### Document text:
>> Begin

Re: Sort Merge Bucket - Action Items

Kenneth Knowles Wed, 24 Jul 2019 15:36:42 -0700

>From the peanut gallery, keeping a separate implementation for SMB seems
fine. Dependencies are serious liabilities for both upstream and
downstream. It seems like the reuse angle is generating extra work, and
potentially making already-complex implementations more complex, instead of
helping things.


Kenn

On Wed, Jul 24, 2019 at 11:59 AM Neville Li <[email protected]> wrote:

> I spoke too soon. Turns out for unsharded writes, numShards can't be
> determined until the last finalize transform, which is again different from
> the current SMB proposal (static number of buckets & shards).
> I'll end up with more code specialized for SMB in order to generalize
> existing sink code, which I think we all want to avoid.

>> End

### Given task 1:
Write out the entire mailing list reply about Sort Merge Bucket above, word for word.

### Material supplied:
>> Begin

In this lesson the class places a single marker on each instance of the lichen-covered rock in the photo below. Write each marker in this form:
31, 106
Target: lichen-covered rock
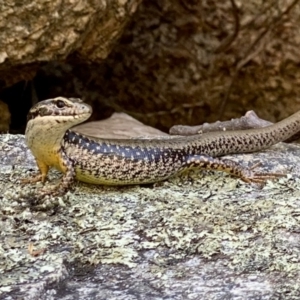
208, 236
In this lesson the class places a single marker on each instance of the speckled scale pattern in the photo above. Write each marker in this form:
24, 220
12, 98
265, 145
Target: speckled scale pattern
134, 161
144, 161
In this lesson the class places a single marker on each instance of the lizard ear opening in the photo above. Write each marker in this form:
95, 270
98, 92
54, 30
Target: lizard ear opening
60, 104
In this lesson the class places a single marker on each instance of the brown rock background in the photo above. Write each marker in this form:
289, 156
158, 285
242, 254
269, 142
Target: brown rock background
176, 62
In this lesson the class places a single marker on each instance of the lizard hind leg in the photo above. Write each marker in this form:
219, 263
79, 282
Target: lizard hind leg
225, 165
41, 176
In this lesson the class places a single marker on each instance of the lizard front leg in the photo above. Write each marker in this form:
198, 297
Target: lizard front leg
231, 167
67, 166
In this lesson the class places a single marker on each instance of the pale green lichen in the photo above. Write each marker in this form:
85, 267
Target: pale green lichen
207, 215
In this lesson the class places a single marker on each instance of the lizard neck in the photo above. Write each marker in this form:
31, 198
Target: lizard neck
43, 136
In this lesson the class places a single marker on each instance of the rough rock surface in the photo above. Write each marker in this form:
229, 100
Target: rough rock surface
32, 32
206, 236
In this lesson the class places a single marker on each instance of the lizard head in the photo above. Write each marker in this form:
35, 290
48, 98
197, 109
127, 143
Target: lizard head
70, 111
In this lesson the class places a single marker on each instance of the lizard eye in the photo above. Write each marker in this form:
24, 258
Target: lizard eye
60, 104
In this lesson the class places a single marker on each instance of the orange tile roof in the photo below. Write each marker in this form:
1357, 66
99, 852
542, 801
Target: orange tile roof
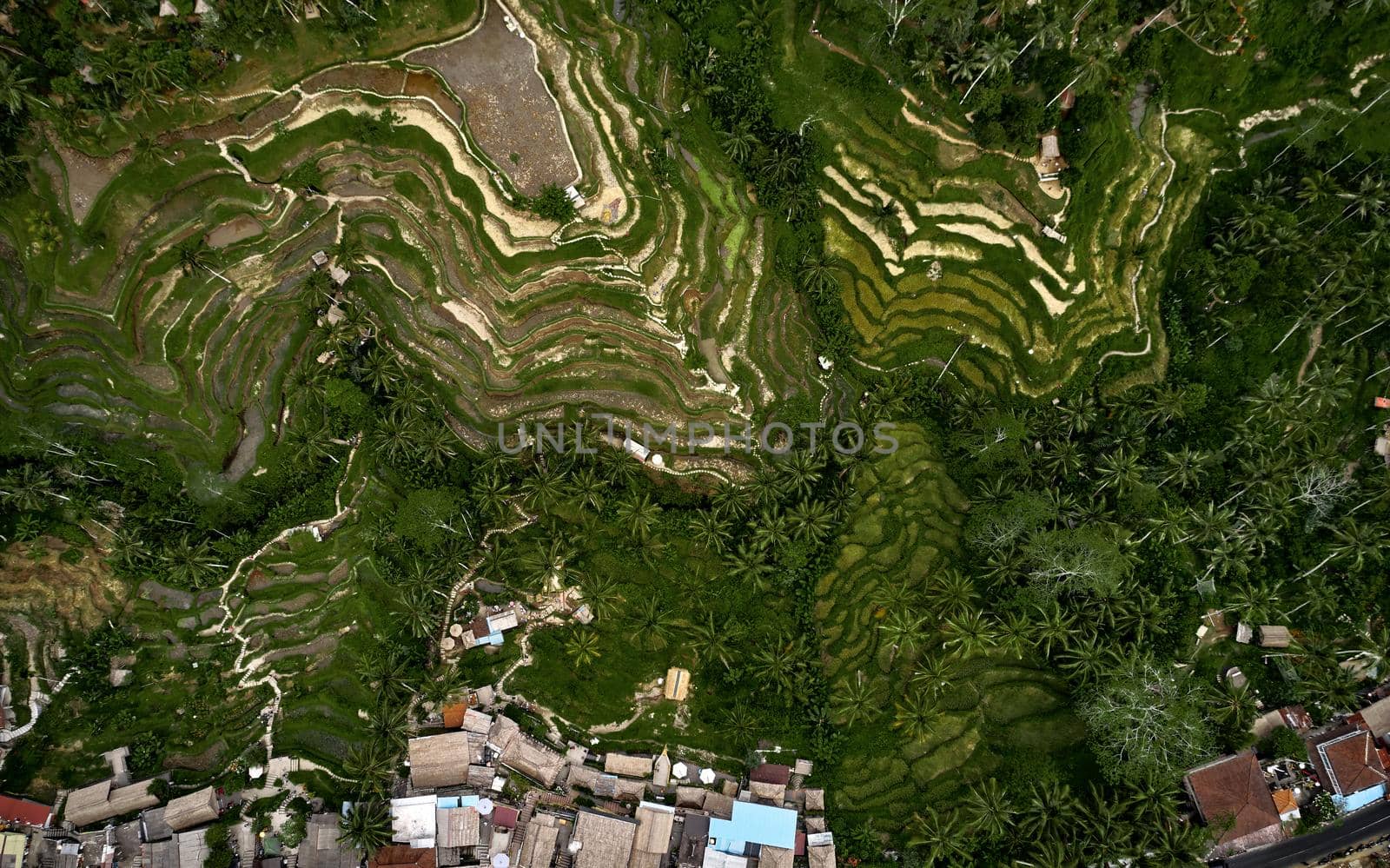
1285, 801
453, 714
1234, 787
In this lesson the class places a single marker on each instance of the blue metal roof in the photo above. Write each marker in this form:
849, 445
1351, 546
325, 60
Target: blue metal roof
754, 824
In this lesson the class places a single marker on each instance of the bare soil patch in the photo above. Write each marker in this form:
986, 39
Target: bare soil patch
428, 87
236, 229
81, 594
509, 108
358, 76
88, 177
167, 597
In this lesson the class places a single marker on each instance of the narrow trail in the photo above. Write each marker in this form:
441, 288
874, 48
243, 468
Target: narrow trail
234, 624
38, 699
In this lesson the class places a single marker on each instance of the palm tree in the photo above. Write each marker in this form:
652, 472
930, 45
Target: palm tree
551, 565
1360, 543
1049, 812
601, 593
811, 520
951, 593
801, 470
741, 724
738, 143
16, 90
419, 611
435, 444
1053, 627
987, 808
904, 632
366, 826
191, 564
1234, 706
970, 633
28, 488
396, 435
542, 488
639, 515
381, 369
748, 564
587, 488
817, 275
583, 647
715, 640
943, 836
991, 59
780, 664
389, 725
854, 701
915, 715
652, 624
709, 530
935, 675
373, 766
194, 255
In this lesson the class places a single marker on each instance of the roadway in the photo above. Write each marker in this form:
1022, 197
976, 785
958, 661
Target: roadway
1307, 849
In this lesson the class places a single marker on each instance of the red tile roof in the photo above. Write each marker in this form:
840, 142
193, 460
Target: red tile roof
402, 856
453, 714
1234, 787
505, 817
769, 772
1347, 761
25, 812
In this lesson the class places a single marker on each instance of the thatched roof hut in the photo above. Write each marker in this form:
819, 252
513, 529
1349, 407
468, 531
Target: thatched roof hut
438, 761
103, 801
192, 810
627, 765
606, 842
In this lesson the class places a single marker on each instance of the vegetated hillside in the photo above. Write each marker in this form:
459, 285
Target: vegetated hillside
1100, 439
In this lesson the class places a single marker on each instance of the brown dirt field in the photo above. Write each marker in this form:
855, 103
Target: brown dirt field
358, 76
424, 83
236, 229
88, 177
511, 110
83, 594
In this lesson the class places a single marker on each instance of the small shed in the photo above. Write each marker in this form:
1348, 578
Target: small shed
627, 765
1274, 636
678, 683
192, 810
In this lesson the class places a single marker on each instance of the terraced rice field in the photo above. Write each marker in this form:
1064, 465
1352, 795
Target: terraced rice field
1028, 282
514, 315
994, 706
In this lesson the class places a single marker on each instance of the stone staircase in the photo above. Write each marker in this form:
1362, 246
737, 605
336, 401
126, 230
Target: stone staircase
525, 818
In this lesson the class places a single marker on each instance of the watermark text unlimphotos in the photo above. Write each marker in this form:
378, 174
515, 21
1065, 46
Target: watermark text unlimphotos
775, 437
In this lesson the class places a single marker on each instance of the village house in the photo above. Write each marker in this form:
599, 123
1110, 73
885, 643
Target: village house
103, 800
751, 829
321, 846
1232, 792
652, 842
437, 761
627, 765
1350, 765
602, 840
24, 812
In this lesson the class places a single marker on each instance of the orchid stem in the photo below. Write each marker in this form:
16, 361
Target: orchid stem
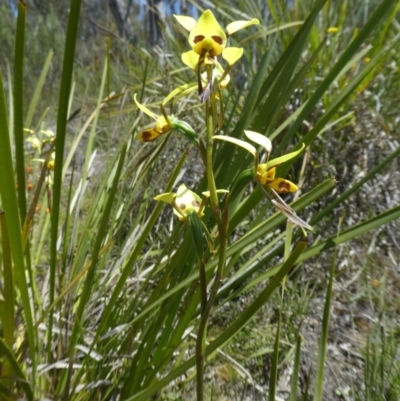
222, 223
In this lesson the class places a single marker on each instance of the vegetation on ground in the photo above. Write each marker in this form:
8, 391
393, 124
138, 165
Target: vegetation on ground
278, 281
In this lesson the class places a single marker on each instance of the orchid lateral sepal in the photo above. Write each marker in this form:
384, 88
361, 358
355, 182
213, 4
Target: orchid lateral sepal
285, 209
185, 201
163, 124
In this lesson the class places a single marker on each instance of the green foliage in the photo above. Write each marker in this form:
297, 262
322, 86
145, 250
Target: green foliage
105, 292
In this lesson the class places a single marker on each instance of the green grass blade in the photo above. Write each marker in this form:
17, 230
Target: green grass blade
19, 108
127, 270
7, 352
353, 232
65, 90
355, 187
319, 379
366, 30
295, 374
273, 379
7, 315
232, 330
13, 224
38, 89
101, 235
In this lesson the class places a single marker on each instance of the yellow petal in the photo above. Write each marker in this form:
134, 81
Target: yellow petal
148, 135
187, 22
282, 186
284, 158
187, 201
162, 125
263, 175
219, 191
243, 144
259, 139
167, 197
145, 109
232, 54
332, 29
191, 59
207, 36
238, 25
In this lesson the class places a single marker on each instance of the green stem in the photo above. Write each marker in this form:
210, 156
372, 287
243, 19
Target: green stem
222, 223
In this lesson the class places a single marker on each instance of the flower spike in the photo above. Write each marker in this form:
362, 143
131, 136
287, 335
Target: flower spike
186, 201
162, 125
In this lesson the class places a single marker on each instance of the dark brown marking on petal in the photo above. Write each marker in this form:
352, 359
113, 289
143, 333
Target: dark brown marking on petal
217, 39
284, 187
147, 136
198, 38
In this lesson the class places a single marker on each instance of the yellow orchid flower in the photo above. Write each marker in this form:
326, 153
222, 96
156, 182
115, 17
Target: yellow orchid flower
265, 172
191, 59
186, 201
163, 125
208, 39
160, 127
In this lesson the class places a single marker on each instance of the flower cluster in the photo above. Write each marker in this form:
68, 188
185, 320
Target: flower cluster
186, 201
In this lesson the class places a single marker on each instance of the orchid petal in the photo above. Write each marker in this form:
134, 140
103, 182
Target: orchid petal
145, 109
176, 91
282, 186
284, 158
167, 197
238, 25
148, 135
187, 22
219, 191
191, 59
259, 139
232, 54
243, 144
207, 36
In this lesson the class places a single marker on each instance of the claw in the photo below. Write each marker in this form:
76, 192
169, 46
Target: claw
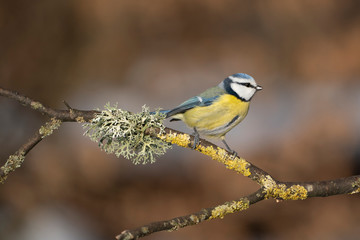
234, 154
196, 138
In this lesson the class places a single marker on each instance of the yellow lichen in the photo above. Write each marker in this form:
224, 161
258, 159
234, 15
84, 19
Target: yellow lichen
229, 207
36, 105
80, 120
240, 165
281, 191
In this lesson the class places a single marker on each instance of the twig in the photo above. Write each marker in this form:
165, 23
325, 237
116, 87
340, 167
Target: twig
270, 187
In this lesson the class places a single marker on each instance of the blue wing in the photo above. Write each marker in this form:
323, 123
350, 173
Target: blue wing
189, 104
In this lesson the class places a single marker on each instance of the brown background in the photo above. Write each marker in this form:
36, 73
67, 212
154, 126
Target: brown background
304, 125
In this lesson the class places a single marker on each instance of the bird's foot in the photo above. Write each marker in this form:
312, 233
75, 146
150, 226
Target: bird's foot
196, 139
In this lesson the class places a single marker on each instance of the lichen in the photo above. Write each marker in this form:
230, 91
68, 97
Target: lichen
229, 207
49, 127
182, 140
123, 133
281, 191
237, 164
356, 185
36, 105
80, 120
12, 163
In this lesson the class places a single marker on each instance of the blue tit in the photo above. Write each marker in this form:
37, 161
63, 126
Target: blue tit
216, 111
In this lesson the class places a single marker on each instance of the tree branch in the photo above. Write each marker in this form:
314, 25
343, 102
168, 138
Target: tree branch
269, 187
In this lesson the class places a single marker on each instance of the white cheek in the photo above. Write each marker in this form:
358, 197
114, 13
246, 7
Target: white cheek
242, 91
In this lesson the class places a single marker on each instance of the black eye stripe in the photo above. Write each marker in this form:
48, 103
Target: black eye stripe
247, 85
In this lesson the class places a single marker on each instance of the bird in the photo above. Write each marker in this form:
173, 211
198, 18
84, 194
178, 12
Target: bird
217, 110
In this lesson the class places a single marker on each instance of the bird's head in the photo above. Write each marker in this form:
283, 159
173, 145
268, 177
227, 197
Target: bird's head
241, 86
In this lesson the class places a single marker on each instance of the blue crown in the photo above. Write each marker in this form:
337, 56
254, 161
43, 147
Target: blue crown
242, 75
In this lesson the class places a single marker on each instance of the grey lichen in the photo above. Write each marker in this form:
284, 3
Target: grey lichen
12, 163
123, 133
48, 128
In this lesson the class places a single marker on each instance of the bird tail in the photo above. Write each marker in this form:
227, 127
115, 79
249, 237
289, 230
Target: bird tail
165, 112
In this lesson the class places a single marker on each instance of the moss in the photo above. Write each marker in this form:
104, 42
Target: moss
356, 185
123, 133
12, 163
240, 165
182, 140
229, 207
80, 120
49, 127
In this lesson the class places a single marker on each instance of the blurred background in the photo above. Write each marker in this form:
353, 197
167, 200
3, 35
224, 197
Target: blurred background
304, 125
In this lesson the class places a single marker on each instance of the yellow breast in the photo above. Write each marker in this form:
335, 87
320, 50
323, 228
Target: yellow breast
218, 118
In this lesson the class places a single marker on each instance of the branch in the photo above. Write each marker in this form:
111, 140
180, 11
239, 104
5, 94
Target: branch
194, 218
269, 187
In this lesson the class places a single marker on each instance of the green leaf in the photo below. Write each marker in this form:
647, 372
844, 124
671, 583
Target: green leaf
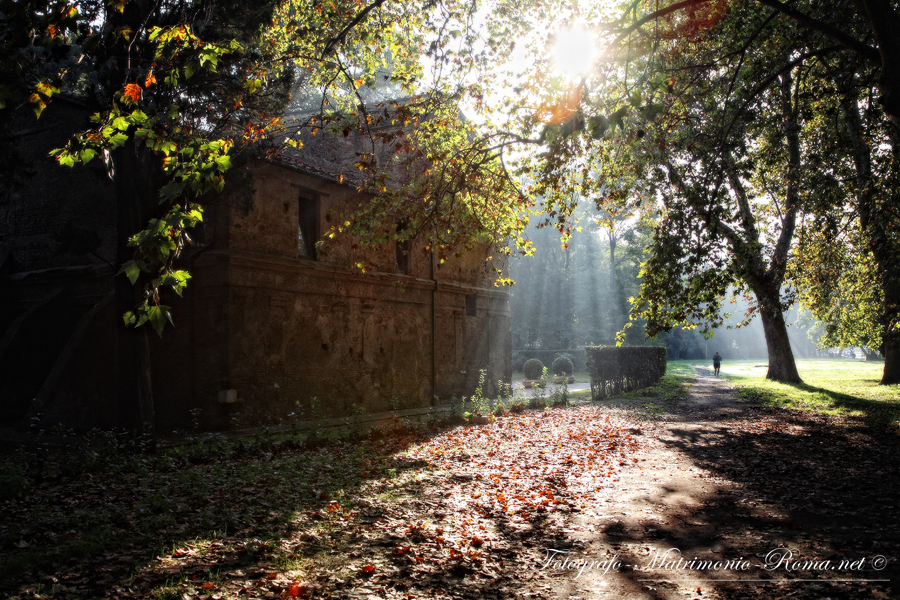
224, 163
171, 190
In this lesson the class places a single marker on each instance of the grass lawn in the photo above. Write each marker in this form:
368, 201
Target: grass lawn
843, 387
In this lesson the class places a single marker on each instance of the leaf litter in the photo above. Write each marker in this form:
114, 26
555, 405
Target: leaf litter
454, 513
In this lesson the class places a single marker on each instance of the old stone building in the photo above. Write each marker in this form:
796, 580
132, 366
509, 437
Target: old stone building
267, 327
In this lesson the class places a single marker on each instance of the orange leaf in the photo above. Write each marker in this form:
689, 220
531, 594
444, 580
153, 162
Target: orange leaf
296, 590
133, 92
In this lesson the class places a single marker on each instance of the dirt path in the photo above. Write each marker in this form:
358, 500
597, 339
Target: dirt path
768, 495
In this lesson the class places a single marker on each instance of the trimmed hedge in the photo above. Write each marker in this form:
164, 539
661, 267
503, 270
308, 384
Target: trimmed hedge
618, 370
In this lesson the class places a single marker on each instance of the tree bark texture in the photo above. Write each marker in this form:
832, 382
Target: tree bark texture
136, 202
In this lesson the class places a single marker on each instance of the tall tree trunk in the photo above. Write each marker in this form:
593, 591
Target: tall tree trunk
137, 183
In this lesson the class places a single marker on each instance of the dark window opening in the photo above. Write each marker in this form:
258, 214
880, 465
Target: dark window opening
402, 251
308, 227
471, 306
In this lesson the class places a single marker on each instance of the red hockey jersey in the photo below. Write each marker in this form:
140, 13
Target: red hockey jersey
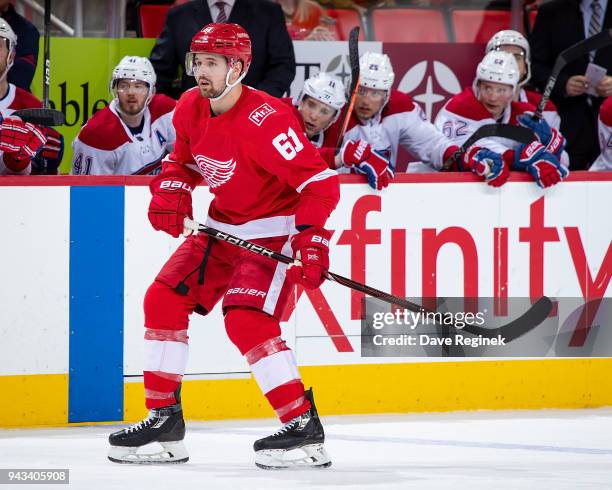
264, 173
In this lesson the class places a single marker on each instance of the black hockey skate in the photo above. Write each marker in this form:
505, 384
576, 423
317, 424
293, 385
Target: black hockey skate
163, 425
303, 433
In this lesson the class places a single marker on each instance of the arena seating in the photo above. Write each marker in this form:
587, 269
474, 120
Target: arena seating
346, 19
477, 26
409, 25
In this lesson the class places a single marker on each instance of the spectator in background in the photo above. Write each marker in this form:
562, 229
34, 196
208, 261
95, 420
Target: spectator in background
306, 20
25, 148
273, 66
515, 43
132, 134
490, 100
559, 25
26, 58
604, 161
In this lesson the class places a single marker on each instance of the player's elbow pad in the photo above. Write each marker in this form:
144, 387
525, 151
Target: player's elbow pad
317, 200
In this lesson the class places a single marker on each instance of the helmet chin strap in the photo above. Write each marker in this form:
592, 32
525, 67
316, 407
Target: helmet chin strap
9, 64
228, 86
146, 104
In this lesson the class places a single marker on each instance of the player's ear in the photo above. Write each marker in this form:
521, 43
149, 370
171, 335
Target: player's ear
237, 67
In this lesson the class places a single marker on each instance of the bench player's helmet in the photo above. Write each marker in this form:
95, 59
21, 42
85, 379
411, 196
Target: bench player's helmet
229, 40
133, 68
509, 37
327, 89
10, 38
498, 67
376, 72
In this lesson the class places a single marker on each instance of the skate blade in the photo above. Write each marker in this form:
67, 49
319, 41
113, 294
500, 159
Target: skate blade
314, 456
172, 453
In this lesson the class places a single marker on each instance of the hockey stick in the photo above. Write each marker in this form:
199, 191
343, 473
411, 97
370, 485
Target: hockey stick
509, 131
354, 62
528, 321
44, 116
582, 48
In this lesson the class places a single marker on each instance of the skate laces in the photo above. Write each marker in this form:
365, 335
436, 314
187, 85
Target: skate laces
292, 423
142, 424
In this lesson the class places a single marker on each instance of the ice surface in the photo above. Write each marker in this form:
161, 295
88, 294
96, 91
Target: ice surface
547, 449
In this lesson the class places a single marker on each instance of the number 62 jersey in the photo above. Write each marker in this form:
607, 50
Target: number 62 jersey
265, 175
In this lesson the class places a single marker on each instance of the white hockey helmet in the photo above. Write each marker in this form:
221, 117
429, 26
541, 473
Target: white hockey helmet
134, 68
327, 89
375, 71
498, 67
509, 37
7, 33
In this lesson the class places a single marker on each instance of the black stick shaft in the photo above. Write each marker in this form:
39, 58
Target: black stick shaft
47, 54
345, 281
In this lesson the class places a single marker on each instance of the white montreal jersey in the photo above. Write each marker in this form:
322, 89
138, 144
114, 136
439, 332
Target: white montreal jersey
604, 160
105, 145
15, 99
401, 122
463, 114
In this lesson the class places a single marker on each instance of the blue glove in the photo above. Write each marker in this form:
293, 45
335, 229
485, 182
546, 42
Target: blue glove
377, 169
553, 141
547, 171
487, 164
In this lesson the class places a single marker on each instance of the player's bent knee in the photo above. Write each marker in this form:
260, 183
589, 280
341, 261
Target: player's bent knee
166, 309
247, 328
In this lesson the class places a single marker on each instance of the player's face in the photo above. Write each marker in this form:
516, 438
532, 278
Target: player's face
368, 102
132, 95
210, 72
316, 115
519, 56
495, 97
4, 51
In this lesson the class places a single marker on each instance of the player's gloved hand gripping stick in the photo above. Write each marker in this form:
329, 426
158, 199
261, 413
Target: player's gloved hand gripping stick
529, 320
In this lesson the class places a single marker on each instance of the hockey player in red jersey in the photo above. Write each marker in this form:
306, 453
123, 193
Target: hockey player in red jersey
24, 147
270, 186
317, 107
490, 100
132, 134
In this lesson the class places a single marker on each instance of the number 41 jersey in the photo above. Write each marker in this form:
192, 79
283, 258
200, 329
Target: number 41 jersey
254, 158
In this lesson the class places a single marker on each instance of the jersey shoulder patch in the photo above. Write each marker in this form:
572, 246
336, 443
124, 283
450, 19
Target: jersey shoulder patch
103, 131
466, 105
24, 100
398, 102
161, 104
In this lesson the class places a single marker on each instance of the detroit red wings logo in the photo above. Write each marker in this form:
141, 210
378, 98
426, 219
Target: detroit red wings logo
216, 172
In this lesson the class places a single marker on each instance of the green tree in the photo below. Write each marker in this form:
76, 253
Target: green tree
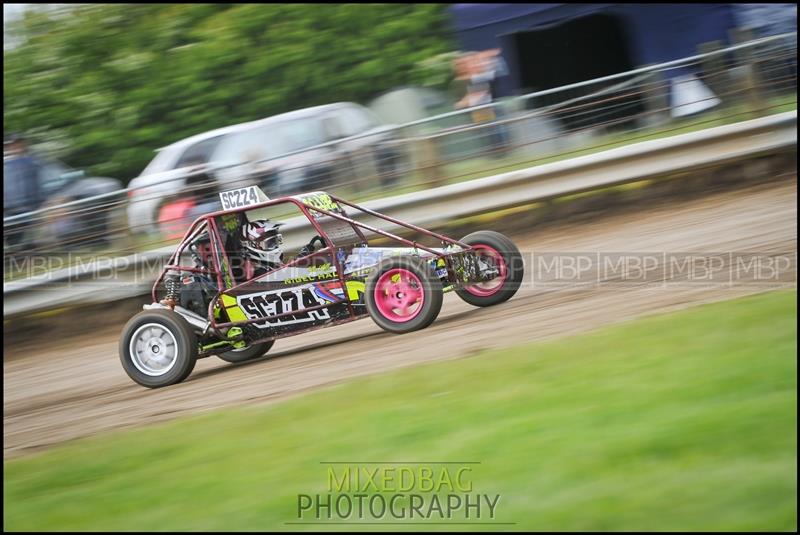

>> End

### Given task 2:
Pull out every line of the rows that contains the word "trunk" and copy each of those lines in full.

### Worked answer 1:
Re: Sort Merge Bucket - Action Items

Kenneth Knowles Wed, 24 Jul 2019 15:36:42 -0700

>From the peanut gallery, keeping a separate implementation for SMB seems
fine. Dependencies are serious liabilities for both upstream and
downstream. It seems like the reuse angle is generating extra work, and
potentially making already-complex implementations more complex, instead of
helping things.


Kenn

On Wed, Jul 24, 2019 at 11:59 AM Neville Li <[email protected]> wrote:

> I spoke too soon. Turns out for unsharded writes, numShards can't be
> determined until the last finalize transform, which is again different from
> the current SMB proposal (static number of buckets & shards).
> I'll end up with more code specialized for SMB in order to generalize
> existing sink code, which I think we all want to avoid.

### Worked answer 2:
In this lesson the class places a single marker on each instance of the tall tree trunk in the photo above. Write each marker in this form:
Target: tall tree trunk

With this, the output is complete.